## Start Information supplied

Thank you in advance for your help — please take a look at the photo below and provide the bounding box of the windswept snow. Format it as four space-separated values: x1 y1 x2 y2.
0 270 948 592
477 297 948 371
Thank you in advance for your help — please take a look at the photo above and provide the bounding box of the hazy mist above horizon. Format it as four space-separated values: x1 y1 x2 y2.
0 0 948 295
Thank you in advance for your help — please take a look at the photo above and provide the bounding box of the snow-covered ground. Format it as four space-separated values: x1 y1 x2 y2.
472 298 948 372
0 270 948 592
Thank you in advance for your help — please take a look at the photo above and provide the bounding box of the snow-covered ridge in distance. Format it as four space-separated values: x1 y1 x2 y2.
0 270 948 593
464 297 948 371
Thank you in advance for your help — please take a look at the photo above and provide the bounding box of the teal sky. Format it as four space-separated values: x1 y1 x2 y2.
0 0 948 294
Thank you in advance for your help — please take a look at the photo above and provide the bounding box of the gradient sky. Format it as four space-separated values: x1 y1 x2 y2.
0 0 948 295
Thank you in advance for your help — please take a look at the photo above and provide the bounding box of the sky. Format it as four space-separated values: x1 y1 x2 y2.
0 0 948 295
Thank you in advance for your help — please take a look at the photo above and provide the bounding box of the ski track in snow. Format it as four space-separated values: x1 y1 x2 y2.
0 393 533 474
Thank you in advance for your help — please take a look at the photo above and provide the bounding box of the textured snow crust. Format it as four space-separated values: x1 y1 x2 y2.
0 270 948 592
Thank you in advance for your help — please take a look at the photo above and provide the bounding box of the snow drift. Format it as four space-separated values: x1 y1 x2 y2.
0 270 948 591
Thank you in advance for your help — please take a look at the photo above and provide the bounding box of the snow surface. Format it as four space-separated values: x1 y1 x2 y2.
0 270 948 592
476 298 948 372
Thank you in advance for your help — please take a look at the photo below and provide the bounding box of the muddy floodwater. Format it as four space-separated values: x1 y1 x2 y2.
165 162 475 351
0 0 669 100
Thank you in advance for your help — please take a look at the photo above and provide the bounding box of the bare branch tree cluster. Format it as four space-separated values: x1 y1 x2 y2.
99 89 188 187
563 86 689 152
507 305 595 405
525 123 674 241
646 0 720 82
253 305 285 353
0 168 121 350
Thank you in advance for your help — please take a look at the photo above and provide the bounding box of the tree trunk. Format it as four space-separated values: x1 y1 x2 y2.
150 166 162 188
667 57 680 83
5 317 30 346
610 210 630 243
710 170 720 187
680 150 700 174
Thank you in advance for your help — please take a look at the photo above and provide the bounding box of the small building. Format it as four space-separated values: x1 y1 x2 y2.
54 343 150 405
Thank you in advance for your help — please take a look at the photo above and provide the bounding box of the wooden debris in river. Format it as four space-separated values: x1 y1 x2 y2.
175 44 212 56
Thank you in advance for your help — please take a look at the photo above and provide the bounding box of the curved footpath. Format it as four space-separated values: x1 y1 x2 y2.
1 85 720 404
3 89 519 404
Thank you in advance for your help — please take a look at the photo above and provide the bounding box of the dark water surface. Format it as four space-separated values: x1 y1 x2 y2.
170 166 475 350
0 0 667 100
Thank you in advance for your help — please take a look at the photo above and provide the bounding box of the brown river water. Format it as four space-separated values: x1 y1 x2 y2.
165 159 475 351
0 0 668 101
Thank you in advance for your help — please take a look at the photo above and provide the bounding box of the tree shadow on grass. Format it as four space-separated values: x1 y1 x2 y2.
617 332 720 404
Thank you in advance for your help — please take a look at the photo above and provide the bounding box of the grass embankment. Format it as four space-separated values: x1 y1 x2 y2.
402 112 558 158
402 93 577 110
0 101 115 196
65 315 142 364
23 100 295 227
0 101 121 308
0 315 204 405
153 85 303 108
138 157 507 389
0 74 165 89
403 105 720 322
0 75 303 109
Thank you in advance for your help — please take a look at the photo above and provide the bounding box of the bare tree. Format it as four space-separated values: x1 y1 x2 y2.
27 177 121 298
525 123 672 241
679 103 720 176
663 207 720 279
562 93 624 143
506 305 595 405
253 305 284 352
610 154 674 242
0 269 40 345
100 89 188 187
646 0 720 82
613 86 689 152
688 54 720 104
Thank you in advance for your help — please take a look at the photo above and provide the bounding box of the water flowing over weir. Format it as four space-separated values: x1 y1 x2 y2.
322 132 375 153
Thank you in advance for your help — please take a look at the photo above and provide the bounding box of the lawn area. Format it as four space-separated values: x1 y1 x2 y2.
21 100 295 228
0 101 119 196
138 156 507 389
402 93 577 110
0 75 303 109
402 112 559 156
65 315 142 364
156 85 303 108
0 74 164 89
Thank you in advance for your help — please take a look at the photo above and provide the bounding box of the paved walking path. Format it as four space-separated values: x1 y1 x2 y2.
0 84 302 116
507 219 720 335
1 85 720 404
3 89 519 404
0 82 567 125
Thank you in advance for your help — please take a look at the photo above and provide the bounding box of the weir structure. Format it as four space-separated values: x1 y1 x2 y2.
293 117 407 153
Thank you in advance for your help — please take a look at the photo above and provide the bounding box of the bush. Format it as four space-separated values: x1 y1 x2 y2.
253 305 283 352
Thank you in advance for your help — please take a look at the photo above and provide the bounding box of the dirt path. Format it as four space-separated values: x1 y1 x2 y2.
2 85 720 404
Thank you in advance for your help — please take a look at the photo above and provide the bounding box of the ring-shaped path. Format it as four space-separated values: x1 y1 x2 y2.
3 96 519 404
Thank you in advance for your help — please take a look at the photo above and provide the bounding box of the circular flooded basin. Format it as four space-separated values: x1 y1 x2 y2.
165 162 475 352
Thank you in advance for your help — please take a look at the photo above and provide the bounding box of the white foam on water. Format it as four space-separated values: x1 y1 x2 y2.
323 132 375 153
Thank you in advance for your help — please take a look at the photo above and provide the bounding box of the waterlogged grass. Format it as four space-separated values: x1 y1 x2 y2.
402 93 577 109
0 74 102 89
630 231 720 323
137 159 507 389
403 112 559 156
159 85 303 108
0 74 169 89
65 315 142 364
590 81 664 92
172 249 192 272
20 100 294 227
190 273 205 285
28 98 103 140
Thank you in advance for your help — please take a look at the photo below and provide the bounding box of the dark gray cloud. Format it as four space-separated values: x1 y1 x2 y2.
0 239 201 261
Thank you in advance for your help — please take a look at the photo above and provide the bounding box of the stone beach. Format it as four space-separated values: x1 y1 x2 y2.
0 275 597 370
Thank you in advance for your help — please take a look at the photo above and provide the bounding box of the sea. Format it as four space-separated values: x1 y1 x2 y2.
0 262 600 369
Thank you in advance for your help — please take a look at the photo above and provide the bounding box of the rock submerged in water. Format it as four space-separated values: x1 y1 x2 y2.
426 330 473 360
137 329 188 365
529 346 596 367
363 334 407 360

## End Information supplied

Arrange the lines of the entries above as a JSON list of strings, one string per line and no blank lines. Begin with the line containing "of the ring-shaped" and run through the end of the entries, including both ends.

### The reply
[
  "Thank you in advance for your help — please take a look at the photo above and provide the bounding box of the ring-shaped path. Format it as four space-separated values: x1 y1 x2 y2.",
  "3 96 519 404",
  "Thank you in advance for your help — please take a look at the photo above and provide the bounding box of the circular flooded basin. Format it as four space-separated values: x1 y1 x2 y2.",
  "165 162 475 352",
  "Thank you in advance for your help — please take a look at the photo above and provide the bounding box of the white foam on water. Format it as four space-separated values: x1 y1 x2 y2.",
  "323 132 375 153",
  "Thank you in advance for your help — please take a look at the photo above and provide the bounding box of the waterlogged grass. Format it as four space-separated values: x1 y1 x2 y2.",
  "402 93 577 109",
  "0 74 102 89",
  "630 231 720 323",
  "137 159 507 389",
  "403 112 559 156",
  "159 85 303 108",
  "0 74 169 89",
  "65 315 142 364",
  "590 81 664 92",
  "172 249 192 272",
  "20 100 294 227",
  "190 273 205 285",
  "28 98 103 140",
  "Thank you in advance for your help — please take a look at the photo below and provide the bounding box of the dark gray cloud. Format it as four space-separated values: x1 y1 x2 y2.",
  "0 239 201 261",
  "Thank you in advance for your help — please take a look at the photo above and provide the bounding box of the stone beach. Format it as four space-separated values: x1 y1 x2 y2.",
  "0 275 597 370",
  "Thank you in advance for your help — please take a look at the photo above and provide the bounding box of the sea. Format it as four space-separated values: x1 y1 x2 y2.",
  "0 262 600 369",
  "Thank you in advance for your help — please take a look at the photo above and provide the bounding box of the rock submerged in water. Format it as four space-separated values: x1 y1 x2 y2.",
  "426 330 473 360",
  "137 329 188 365",
  "529 346 596 367",
  "363 334 407 360"
]